--- Start Quoted passage ---

Any ideas on how to implement this?
I tried adding something like |(?<!\S)[A-Za-z]+(?=\.(?!\S)) for the dots but it does not seem to be working.
Thanks !
EDIT:
Should match these:
On-line
. These
maintenance,
other.
. Our
Google
Should NOT match these:
MFgwCgYEVQgBAQICAf8DSgAwRwJAW2sNKK9AVtBzYZmr6aGjlWyK3XmZv3dTINen
NY7xtb92dCTfvEjdmkDrUw==
$As_Of_12_31_20104206http://www.sec.gov/CIK0001393311instant2010-12-31T00:00:000001-01-01T00:00:00falsefalseArlington/S.Cooper
-Publisher
gaap_RealEstateAndAccumulatedDepreciationCostsCapitalizedSubsequentToAcquisitionCarryingCostsus
At the moment I am using the following python code to read a text file line by line:
find_words = re.compile(r'(?<!\S)[A-Za-z]+(?!\S)|(?<!\S)[A-Za-z]+(?=:(?!\S))').findall
then i open the text file
contents = open("test.txt","r")
and I search for the words line by line for line in contents:
if find_words(line.lower()) != []: lineWords=find_words(line.lower())

--- End Quoted passage ---
--- Start Supplied records ---

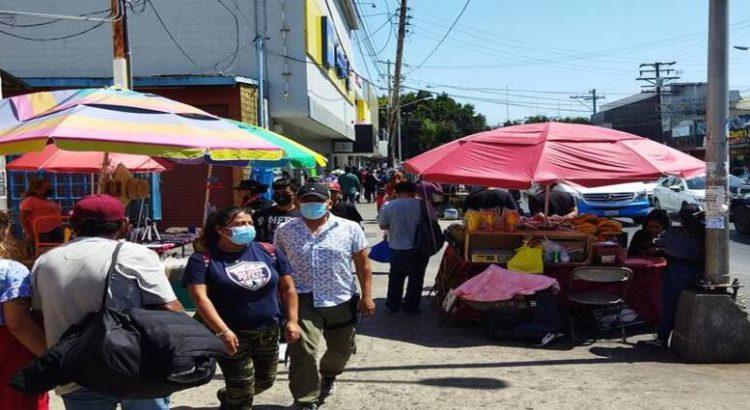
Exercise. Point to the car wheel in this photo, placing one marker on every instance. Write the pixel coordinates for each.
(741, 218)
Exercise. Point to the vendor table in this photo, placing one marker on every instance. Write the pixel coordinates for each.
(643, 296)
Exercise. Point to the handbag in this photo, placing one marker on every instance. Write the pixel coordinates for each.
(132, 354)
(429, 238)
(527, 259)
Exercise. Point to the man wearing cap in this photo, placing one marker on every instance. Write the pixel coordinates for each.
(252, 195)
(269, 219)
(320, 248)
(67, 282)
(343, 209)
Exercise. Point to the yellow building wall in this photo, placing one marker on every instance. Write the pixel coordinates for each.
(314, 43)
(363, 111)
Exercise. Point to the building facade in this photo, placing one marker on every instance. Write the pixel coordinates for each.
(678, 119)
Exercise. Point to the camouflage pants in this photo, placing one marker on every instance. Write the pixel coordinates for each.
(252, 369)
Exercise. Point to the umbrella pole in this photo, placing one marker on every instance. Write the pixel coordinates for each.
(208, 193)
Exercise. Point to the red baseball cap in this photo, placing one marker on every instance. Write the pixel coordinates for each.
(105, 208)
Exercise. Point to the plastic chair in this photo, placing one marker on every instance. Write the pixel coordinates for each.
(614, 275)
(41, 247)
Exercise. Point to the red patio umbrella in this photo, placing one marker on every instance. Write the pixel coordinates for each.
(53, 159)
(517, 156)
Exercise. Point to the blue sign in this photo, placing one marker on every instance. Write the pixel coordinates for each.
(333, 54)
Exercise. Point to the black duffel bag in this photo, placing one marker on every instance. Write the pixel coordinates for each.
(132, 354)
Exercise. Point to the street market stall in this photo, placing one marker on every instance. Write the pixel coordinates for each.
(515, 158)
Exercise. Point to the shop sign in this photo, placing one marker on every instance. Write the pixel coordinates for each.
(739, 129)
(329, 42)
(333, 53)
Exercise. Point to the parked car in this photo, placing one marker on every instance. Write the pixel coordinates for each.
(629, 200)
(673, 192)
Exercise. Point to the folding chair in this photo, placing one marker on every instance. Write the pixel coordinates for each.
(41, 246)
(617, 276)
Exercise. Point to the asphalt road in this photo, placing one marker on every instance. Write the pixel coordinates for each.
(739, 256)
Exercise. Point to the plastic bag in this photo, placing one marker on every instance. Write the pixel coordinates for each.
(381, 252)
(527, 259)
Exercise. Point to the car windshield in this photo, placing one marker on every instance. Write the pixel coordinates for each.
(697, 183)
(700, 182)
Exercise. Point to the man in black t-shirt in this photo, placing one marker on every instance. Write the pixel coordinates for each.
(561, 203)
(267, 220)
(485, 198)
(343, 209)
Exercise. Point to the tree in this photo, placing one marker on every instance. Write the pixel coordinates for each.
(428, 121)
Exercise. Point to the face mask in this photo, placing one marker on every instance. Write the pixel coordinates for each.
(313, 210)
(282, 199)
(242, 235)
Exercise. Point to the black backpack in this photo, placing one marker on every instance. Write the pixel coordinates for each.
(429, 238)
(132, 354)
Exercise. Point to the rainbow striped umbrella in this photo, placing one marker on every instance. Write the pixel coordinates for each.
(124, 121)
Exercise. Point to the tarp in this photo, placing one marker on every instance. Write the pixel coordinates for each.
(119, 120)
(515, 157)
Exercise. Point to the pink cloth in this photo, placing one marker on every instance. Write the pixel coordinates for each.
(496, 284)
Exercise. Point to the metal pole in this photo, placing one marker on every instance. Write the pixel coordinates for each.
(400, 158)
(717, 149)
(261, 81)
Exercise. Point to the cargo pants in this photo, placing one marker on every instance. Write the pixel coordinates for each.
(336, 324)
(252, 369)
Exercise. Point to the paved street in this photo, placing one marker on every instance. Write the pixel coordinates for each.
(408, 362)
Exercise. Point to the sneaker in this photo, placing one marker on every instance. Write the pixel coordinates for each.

--- End Supplied records ---

**Task objective:**
In the regex forum post, which file name does the poster's Python code open to read line by line?

**Expected output:**
test.txt